## Page extract
_ _ _ _
The first-ever international audio collection of aquatic ecosystems aims to uncover unidentified fish species, discover regional dialects and help conservation.
To better understand the diversity, distribution and abundance of species in noisy underwater ecosystems, a group of 17 international scientists, are calling for a global audio collection of Earth's submerged orchestras.
The collection, dubbed The Global Library of Underwater Biological Sounds (GLUBS), will catalog everything from the humming of boats, to a blue whale's haunting clicks and whistles, to the sounds of ice and wind. Such a reference library could help researchers collaborate, compare and monitor marine, brackish and freshwater ecosystems and possibly identify new species.
Roughly 250,000 marine species are known, and lots of them have been heard making noise. Scientists suspect all 126 marine mammals emit sound. According to a statement, at least 100 invertebrates and 1,000 of the world's known 34,000 fish species also make noise, and experts think more fish are waiting to be heard.
_ _ _ _
## What to do
#1 Answer these questions from the underwater sound library passage:
(a) How many scientists are calling for the global audio collection?
(b) Roughly how many marine species are known?
(c) How many of the world's known fish species are said to make noise?
#2 Duplicate the part of the underwater sound library passage between "The first-ever international" and "and help conservation.", inclusive.
#3 Go on with the underwater sound library passage from where it stops.
_ _ _ _
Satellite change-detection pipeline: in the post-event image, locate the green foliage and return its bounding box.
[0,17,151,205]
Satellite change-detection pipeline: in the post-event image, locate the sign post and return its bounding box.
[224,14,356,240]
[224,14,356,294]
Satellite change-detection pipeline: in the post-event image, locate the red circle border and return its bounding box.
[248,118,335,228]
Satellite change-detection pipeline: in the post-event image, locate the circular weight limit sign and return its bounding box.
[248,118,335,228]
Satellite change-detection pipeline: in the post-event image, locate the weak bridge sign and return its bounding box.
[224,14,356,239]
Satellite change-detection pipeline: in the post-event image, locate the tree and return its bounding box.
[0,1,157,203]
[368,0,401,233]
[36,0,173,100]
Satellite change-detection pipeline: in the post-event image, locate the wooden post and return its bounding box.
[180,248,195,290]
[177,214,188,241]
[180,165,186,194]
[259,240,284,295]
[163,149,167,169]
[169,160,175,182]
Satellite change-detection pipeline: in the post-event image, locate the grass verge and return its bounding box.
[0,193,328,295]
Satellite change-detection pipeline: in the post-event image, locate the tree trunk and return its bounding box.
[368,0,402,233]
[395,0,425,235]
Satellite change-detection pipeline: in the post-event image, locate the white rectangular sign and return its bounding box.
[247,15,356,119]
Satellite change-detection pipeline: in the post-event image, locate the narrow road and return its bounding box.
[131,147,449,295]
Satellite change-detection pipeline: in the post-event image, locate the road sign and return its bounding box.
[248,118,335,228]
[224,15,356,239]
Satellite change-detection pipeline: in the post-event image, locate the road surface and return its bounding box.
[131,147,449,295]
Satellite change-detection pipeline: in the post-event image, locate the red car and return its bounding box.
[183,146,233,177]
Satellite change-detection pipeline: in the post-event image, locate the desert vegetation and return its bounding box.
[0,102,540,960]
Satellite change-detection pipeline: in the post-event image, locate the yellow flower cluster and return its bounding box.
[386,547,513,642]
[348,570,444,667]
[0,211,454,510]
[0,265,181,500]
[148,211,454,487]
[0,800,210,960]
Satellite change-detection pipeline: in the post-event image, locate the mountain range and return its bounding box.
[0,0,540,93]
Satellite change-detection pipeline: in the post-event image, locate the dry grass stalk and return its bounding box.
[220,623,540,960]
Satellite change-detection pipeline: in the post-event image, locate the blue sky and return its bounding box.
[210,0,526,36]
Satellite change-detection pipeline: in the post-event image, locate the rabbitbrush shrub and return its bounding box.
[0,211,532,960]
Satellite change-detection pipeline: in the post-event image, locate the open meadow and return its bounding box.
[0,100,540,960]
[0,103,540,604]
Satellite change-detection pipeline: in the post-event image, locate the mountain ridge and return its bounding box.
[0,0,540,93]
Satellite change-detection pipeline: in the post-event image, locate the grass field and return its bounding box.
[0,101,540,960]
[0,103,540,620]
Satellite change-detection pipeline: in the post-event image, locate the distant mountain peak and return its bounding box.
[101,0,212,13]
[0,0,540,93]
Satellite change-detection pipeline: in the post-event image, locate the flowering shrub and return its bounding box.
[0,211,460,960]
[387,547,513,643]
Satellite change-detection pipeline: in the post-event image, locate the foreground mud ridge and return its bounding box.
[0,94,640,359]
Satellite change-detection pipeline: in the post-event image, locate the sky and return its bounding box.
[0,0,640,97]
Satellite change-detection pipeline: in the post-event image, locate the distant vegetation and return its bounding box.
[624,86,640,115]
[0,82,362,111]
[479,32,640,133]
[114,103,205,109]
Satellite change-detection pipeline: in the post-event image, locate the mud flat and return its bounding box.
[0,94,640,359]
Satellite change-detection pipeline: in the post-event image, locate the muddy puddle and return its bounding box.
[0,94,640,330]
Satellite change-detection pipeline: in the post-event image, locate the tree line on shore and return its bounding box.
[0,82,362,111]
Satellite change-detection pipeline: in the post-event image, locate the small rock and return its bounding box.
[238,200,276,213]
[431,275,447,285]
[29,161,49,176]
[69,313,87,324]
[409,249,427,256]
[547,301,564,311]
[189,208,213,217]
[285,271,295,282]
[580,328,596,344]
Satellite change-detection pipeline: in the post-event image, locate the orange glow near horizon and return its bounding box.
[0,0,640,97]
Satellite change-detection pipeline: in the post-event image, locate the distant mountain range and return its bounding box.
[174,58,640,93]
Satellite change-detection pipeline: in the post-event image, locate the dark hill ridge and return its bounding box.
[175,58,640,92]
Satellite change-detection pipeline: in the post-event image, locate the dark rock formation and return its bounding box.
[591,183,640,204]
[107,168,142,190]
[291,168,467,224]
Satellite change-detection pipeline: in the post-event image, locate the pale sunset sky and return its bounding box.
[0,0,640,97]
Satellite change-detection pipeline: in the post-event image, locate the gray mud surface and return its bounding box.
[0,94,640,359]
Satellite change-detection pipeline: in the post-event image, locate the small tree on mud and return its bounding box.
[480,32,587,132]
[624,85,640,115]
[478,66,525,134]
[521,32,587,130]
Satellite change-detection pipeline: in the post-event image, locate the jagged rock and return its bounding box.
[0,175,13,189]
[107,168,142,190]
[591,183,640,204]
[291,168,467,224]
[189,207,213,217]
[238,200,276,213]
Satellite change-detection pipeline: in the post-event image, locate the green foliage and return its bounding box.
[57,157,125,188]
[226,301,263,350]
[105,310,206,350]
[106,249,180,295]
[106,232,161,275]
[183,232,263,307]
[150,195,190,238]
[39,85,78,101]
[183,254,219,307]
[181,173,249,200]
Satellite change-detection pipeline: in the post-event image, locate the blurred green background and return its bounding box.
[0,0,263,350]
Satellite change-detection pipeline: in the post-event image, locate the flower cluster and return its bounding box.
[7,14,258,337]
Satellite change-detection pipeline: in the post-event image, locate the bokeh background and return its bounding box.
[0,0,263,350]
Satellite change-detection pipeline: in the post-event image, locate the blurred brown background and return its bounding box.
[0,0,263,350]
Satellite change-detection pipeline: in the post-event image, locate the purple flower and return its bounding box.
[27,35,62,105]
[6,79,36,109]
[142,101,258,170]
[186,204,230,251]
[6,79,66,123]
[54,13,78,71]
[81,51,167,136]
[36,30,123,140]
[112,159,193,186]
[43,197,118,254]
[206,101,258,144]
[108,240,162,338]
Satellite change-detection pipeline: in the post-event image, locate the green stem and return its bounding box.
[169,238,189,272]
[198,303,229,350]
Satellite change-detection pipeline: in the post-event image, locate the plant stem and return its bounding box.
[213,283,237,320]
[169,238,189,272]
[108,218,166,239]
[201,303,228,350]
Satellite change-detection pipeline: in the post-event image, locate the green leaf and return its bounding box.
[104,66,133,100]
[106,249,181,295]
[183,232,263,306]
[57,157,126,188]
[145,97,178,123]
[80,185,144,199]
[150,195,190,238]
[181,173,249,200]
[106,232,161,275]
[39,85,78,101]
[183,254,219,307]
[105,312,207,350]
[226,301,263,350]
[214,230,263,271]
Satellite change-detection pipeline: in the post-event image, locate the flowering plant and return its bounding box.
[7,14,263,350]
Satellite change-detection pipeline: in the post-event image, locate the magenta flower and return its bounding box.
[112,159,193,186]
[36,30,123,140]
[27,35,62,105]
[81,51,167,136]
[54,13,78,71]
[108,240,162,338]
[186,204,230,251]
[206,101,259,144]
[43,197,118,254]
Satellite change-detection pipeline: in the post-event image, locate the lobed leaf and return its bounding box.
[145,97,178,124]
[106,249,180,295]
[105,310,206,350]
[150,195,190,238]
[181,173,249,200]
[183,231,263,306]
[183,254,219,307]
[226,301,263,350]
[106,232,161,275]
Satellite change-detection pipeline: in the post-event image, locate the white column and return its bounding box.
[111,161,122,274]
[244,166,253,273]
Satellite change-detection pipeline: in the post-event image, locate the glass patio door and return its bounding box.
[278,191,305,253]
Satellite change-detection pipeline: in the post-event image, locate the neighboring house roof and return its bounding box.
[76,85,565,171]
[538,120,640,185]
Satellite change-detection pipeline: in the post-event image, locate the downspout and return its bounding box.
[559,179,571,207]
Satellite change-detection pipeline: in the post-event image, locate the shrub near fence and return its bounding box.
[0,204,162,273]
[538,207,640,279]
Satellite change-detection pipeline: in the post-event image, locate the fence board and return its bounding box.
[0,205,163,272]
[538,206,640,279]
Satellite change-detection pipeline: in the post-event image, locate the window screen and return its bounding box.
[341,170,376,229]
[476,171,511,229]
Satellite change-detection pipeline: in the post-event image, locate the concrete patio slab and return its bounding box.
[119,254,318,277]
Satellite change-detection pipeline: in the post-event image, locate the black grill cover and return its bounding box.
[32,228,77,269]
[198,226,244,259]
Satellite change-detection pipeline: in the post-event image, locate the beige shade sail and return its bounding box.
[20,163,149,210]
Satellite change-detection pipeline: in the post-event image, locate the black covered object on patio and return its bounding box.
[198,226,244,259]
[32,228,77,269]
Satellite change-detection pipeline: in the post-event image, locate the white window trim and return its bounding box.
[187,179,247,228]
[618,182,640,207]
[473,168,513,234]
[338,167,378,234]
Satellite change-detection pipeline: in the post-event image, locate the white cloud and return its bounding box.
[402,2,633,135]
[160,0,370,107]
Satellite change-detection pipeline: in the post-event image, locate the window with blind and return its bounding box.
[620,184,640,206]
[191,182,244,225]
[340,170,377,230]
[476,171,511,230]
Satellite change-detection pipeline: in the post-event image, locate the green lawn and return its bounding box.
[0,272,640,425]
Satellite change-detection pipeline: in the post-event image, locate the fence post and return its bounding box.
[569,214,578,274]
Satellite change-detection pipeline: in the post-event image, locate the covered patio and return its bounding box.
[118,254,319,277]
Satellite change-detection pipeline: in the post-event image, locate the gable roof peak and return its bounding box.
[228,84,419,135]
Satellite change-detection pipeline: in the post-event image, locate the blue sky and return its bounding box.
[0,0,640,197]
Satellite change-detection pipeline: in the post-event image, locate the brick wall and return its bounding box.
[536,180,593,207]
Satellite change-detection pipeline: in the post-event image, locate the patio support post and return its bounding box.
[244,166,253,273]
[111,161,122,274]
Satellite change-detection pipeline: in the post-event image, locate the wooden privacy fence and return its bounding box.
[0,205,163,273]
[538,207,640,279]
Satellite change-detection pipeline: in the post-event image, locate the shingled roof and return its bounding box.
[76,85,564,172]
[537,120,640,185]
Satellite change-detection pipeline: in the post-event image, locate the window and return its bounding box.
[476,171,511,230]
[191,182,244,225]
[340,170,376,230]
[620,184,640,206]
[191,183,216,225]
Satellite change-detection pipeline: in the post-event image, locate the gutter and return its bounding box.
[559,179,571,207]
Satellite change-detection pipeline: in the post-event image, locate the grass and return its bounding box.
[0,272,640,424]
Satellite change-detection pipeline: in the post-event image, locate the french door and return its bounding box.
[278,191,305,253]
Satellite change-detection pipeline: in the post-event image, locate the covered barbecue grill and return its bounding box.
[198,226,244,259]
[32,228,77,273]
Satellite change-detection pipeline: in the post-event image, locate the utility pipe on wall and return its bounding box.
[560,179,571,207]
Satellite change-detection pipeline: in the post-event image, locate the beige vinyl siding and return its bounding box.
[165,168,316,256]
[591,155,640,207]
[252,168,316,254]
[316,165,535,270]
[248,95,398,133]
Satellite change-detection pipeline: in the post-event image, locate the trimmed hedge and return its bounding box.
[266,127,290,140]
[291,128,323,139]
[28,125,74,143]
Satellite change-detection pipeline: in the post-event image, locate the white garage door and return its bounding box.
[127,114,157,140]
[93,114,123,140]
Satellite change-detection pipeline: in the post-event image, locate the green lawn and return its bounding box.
_ _ _ _
## Task responses
#1
(a) 17 international scientists
(b) Roughly 250,000
(c) At least 1,000 of the 34,000 known fish species

#2
The first-ever international audio collection of aquatic ecosystems aims to uncover unidentified fish species, discover regional dialects and help conservation.

#3
Whilst various research institutions already have their own sound libraries, the scientists argue that a global platform that brings together existing libraries would give accessibility to more data and allow for more collaboration.
The open-access collection may help researchers identify biologically rich areas to protect and how species in one location differ from the same species residing in another area. Furthermore, as the register of underwater sounds grow, researchers will more likely understand what sounds aid in the restoration efforts of a specific ecosystem.